**TASK TO CARRY OUT:**
Determine the number of lines in the data that include the word "blue", and write only that number.

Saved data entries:
§

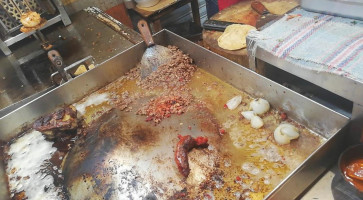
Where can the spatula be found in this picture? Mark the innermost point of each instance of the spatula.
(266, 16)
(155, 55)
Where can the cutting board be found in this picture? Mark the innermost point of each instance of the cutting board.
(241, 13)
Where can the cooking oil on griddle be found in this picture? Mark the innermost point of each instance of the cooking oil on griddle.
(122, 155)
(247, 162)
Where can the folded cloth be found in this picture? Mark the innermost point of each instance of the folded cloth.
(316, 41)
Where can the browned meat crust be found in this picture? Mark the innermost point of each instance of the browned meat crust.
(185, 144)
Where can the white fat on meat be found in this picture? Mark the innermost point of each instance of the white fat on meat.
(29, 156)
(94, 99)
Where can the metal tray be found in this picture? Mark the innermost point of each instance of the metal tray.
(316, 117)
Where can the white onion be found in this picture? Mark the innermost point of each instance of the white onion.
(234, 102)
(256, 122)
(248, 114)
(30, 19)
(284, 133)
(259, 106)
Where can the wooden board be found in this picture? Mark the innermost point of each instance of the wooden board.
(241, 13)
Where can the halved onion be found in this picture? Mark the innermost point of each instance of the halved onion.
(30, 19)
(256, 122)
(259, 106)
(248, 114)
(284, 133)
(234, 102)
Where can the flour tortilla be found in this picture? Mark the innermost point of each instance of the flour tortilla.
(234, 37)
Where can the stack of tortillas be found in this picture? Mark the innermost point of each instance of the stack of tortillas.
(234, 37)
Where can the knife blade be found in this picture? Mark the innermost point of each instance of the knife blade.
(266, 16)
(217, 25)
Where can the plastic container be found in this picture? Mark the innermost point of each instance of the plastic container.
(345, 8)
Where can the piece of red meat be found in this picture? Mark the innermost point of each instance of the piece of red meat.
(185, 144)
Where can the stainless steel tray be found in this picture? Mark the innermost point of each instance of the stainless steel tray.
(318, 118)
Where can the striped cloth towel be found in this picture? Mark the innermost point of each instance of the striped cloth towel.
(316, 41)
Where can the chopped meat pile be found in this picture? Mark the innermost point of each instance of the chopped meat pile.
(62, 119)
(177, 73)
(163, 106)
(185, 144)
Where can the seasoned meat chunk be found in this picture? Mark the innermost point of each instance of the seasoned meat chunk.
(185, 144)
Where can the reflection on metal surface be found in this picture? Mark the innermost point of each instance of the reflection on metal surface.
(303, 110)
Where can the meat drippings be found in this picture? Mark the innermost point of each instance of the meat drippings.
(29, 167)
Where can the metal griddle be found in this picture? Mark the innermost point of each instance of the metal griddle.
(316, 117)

§

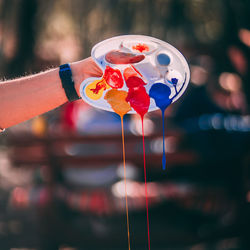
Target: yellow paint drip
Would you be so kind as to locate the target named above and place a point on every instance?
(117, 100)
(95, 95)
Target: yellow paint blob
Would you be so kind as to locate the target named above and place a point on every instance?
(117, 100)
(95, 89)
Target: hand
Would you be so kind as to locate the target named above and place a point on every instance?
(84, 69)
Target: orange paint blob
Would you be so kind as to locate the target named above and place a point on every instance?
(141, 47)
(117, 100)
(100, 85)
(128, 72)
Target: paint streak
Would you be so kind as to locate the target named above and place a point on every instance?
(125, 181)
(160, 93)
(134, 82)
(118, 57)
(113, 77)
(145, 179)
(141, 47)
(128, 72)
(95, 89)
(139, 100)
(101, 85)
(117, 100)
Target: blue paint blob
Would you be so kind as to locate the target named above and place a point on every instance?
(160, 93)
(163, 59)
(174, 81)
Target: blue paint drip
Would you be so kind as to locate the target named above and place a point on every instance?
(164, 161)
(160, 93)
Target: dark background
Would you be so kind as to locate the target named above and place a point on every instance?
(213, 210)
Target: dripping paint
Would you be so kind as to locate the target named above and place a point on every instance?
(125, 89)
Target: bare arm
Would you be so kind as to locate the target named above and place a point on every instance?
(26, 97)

§

**RESPONSE TO THIS EXERCISE:**
2